**Exercise description**
Please state how many lines in the records below contain the string "tail", with case counting, and give only that number.

**Records to use**

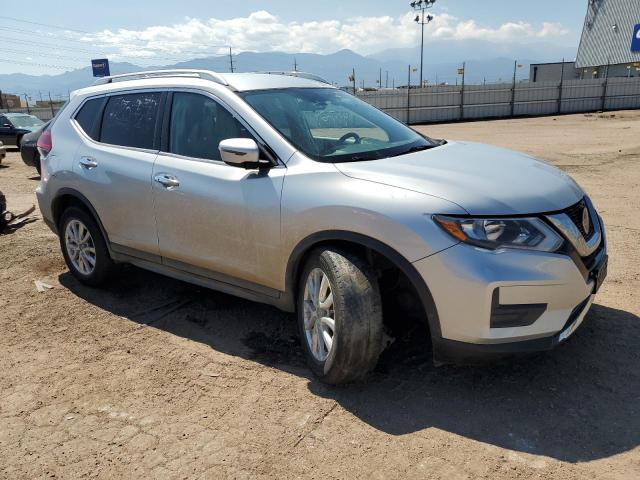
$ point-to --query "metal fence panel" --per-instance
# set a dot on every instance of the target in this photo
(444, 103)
...
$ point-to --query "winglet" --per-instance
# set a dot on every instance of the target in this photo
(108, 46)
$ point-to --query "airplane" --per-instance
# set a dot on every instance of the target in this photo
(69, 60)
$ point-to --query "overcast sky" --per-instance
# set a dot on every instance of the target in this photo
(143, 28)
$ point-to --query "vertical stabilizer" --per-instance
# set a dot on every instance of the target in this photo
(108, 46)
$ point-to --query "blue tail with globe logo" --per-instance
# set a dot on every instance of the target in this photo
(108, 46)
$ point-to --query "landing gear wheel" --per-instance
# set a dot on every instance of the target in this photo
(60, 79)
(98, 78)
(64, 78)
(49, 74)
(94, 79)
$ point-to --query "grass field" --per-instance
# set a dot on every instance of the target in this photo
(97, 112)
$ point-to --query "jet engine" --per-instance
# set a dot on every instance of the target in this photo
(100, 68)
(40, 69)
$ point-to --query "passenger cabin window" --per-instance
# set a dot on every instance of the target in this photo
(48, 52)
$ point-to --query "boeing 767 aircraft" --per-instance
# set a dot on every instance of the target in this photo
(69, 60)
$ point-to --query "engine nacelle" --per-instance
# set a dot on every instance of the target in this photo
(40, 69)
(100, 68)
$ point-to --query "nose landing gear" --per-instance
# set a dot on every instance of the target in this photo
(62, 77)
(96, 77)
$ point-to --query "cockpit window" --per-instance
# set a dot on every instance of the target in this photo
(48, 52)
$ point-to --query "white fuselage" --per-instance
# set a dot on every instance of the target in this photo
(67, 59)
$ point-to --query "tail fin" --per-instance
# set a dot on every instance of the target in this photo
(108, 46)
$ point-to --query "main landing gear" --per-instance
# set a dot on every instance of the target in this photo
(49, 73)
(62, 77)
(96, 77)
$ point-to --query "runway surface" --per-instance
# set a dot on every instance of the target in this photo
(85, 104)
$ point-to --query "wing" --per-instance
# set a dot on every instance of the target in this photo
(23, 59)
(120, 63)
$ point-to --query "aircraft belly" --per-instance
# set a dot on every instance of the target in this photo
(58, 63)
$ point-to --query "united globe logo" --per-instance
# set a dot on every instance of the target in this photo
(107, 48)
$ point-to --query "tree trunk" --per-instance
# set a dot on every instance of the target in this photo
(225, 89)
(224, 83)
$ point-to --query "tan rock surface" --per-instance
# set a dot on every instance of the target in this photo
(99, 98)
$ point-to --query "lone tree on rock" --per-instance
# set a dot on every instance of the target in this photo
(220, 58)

**Finished task**
2